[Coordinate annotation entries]
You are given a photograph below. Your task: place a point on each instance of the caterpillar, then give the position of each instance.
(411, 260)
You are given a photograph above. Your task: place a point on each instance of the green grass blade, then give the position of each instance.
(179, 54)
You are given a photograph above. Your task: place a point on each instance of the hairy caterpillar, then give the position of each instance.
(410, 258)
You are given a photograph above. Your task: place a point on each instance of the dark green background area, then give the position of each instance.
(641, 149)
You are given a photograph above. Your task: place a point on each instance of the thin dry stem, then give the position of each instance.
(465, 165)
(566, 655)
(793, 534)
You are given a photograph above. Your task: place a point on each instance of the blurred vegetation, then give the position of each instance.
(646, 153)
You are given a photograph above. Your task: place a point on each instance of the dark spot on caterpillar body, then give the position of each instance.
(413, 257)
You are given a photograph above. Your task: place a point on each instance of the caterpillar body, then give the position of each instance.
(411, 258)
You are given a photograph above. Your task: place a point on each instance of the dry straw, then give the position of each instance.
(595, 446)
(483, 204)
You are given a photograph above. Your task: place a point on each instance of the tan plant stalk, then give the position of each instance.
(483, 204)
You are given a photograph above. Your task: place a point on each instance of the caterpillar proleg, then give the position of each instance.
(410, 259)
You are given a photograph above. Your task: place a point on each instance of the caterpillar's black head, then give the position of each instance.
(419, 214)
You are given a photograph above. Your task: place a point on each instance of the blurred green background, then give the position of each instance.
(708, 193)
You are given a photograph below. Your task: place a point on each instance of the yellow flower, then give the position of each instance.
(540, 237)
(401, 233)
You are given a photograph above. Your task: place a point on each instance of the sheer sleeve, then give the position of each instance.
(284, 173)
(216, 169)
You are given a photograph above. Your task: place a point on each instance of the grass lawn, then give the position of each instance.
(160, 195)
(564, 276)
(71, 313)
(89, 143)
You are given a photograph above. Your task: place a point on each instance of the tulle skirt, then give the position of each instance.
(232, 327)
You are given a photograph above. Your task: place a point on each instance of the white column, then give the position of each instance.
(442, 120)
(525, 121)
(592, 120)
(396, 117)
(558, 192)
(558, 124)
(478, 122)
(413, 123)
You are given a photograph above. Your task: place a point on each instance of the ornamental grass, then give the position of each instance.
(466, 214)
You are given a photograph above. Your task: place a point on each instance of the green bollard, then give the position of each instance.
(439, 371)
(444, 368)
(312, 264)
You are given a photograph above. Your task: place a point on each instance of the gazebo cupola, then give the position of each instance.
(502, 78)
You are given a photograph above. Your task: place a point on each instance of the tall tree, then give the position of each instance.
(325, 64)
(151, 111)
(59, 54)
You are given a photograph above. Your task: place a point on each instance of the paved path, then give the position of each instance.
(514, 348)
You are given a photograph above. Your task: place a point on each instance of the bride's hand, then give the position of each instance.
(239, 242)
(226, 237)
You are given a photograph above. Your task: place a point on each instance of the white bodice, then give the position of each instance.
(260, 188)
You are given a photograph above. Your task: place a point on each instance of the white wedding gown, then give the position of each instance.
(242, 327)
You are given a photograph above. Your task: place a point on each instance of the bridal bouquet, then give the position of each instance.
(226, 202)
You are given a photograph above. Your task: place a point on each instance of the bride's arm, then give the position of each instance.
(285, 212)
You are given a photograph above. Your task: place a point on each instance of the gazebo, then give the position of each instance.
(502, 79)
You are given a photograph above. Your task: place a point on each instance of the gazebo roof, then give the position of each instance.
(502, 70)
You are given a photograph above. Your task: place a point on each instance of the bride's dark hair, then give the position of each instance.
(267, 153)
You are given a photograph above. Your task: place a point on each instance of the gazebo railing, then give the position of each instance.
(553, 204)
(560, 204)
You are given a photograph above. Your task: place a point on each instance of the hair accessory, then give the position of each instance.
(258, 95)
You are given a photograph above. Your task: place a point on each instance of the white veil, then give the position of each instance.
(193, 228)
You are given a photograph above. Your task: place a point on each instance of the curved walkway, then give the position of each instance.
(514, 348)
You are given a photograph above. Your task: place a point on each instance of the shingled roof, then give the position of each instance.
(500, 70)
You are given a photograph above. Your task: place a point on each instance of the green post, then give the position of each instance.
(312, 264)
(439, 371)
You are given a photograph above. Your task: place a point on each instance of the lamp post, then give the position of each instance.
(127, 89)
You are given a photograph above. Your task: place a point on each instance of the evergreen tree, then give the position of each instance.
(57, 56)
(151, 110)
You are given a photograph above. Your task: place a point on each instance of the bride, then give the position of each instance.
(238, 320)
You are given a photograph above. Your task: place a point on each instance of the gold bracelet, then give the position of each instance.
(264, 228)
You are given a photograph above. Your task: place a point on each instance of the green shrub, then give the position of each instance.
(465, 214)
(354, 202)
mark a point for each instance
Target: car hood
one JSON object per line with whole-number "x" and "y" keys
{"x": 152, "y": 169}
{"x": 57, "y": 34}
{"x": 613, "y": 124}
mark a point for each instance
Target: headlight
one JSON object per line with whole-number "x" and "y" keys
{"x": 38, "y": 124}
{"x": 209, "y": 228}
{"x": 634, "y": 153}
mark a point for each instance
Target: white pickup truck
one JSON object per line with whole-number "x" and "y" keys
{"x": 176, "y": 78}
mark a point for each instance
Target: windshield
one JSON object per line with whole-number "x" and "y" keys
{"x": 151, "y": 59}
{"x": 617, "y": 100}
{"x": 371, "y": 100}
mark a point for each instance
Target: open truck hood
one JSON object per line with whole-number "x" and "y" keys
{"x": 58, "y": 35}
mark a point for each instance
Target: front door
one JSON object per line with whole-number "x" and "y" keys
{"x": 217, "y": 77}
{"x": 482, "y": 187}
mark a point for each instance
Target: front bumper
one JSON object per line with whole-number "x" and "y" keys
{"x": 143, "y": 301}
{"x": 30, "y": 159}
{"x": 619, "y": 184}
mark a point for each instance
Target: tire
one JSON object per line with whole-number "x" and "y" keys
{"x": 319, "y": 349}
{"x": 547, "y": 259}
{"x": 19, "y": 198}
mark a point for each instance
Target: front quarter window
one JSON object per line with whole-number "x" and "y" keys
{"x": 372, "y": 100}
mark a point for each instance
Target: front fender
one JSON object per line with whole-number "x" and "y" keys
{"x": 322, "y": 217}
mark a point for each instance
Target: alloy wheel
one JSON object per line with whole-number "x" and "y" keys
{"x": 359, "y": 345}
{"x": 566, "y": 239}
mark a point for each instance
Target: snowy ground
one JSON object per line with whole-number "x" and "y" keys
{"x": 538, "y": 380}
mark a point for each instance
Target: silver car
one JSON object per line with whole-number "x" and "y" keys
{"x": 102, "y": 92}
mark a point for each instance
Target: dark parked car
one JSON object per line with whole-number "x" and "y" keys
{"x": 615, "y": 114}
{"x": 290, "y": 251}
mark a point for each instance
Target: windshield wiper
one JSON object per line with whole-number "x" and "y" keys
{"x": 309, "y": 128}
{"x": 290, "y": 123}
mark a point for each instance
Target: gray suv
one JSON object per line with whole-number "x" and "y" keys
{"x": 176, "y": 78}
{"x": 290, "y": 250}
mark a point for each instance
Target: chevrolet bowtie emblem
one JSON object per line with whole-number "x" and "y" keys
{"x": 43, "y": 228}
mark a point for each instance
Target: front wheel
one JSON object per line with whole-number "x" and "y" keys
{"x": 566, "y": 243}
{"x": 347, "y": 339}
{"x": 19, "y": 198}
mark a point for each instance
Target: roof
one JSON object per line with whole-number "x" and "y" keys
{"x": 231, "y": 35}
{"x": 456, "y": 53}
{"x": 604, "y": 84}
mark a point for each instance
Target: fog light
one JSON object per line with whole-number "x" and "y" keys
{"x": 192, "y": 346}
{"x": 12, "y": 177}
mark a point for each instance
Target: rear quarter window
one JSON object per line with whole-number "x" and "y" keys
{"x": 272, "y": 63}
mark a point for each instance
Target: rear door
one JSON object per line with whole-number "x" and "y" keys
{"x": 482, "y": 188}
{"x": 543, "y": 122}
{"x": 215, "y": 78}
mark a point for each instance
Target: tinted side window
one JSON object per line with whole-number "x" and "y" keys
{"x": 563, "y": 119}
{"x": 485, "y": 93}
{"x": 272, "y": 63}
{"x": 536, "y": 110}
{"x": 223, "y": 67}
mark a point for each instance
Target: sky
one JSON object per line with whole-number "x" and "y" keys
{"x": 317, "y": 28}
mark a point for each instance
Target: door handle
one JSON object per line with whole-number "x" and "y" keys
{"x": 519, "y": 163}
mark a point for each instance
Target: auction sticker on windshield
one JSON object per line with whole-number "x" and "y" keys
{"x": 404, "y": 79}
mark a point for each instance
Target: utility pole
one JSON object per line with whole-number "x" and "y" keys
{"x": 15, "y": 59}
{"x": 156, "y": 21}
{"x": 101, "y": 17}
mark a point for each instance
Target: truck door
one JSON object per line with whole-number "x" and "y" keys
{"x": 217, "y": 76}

AIM OF THE EXERCISE – Identify every line of the listing above that contains the word "truck", and copy each of those lines. Case counts.

FULL SOLUTION –
Target: white pickup truck
Target: open truck hood
Target: truck door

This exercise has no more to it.